● **Assignment**
In the data that follows, count every line holding the string "instance" and give the count alone.

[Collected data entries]

______________________________

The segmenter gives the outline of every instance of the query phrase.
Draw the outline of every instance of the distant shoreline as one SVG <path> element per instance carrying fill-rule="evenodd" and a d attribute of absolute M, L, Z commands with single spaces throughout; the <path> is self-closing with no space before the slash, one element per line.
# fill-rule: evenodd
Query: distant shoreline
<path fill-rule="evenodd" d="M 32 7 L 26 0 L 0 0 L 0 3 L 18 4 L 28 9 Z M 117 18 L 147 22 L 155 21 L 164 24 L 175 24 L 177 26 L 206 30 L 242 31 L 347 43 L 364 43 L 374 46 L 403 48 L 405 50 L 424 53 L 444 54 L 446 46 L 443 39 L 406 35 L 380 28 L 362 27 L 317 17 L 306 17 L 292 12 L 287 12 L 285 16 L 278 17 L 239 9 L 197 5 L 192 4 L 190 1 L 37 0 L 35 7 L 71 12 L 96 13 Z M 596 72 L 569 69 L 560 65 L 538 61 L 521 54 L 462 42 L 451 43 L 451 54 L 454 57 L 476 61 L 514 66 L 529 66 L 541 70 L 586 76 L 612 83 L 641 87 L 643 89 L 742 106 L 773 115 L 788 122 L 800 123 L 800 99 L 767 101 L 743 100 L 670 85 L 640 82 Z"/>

______________________________

● **Reply to the task**
2